(Assigned task)
The required result is one figure, the count of lines below with the string "bridge" in them.
___ Extracted entries
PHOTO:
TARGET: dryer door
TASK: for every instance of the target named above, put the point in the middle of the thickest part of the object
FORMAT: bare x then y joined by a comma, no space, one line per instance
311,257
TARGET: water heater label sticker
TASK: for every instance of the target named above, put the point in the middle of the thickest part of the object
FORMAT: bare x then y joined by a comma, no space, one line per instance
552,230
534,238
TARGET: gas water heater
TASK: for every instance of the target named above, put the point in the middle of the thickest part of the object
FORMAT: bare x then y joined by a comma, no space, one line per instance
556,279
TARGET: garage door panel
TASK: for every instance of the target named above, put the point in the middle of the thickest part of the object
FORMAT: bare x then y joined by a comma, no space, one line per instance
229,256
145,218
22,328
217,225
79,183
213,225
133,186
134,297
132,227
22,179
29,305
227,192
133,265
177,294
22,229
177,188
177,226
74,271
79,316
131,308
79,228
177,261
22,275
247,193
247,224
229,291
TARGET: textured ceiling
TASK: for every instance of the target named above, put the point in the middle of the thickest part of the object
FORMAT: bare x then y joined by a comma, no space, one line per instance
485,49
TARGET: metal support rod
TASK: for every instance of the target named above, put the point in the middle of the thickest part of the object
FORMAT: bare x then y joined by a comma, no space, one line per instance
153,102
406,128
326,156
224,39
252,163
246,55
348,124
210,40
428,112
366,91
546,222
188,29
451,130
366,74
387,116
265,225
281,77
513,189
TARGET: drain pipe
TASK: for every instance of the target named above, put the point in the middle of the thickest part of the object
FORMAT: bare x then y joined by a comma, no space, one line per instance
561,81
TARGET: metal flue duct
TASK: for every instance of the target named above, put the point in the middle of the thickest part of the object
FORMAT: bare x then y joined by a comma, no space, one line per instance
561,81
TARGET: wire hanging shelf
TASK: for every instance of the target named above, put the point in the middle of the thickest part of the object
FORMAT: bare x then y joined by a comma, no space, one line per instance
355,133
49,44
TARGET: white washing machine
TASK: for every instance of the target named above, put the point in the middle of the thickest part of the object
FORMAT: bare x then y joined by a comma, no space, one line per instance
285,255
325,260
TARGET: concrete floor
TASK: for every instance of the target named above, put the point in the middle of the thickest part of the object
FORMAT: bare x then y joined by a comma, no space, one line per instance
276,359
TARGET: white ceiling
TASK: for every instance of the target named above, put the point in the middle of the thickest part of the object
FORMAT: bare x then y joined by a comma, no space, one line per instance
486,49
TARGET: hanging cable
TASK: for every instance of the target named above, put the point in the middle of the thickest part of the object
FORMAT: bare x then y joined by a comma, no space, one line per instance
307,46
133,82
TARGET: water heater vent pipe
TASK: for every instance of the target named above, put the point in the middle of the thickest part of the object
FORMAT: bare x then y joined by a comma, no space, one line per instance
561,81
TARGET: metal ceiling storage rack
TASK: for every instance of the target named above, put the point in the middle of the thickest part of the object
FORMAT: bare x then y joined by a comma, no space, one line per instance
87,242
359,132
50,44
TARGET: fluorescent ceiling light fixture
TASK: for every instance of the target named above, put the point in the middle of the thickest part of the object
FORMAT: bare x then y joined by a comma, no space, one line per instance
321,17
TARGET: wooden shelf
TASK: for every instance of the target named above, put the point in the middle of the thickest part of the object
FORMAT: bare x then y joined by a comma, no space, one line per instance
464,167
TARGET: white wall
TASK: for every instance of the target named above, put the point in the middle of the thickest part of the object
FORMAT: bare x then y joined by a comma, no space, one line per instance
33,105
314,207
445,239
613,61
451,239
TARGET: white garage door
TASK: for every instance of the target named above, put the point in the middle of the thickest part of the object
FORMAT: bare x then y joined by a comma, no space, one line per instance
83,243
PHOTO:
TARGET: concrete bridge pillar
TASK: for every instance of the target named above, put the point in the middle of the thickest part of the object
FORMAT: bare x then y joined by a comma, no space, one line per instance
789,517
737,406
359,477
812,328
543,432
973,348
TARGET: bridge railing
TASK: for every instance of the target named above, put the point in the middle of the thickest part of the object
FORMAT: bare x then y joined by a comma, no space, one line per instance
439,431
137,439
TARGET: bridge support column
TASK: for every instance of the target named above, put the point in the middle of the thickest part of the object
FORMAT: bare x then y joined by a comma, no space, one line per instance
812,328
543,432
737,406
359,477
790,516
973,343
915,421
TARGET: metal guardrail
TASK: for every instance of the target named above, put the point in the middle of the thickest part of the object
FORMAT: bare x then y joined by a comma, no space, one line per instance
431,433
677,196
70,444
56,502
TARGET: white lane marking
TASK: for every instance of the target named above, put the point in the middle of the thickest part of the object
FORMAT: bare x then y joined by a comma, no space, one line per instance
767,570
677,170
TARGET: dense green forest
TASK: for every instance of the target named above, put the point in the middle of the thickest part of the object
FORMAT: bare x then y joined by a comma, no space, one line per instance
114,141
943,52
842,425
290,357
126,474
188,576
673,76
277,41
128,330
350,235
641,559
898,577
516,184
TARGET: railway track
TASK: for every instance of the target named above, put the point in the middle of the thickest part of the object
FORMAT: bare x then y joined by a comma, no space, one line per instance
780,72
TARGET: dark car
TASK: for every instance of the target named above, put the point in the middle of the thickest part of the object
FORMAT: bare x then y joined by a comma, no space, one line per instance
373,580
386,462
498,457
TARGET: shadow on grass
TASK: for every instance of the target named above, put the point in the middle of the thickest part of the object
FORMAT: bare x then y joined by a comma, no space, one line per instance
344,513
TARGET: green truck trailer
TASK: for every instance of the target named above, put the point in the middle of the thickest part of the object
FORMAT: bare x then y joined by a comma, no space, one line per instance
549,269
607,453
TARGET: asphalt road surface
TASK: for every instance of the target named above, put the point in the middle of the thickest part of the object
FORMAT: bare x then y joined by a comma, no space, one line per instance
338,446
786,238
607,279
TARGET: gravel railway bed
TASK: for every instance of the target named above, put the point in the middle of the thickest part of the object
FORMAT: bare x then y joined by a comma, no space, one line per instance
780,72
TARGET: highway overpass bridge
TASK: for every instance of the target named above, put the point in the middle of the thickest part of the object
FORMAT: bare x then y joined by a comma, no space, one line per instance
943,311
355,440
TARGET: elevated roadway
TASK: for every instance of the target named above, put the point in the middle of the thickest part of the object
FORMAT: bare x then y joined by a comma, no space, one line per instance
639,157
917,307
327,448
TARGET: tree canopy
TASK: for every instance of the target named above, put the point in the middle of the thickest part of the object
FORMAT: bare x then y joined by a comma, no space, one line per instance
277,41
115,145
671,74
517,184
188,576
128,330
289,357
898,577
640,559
______
(Solution for this exercise)
4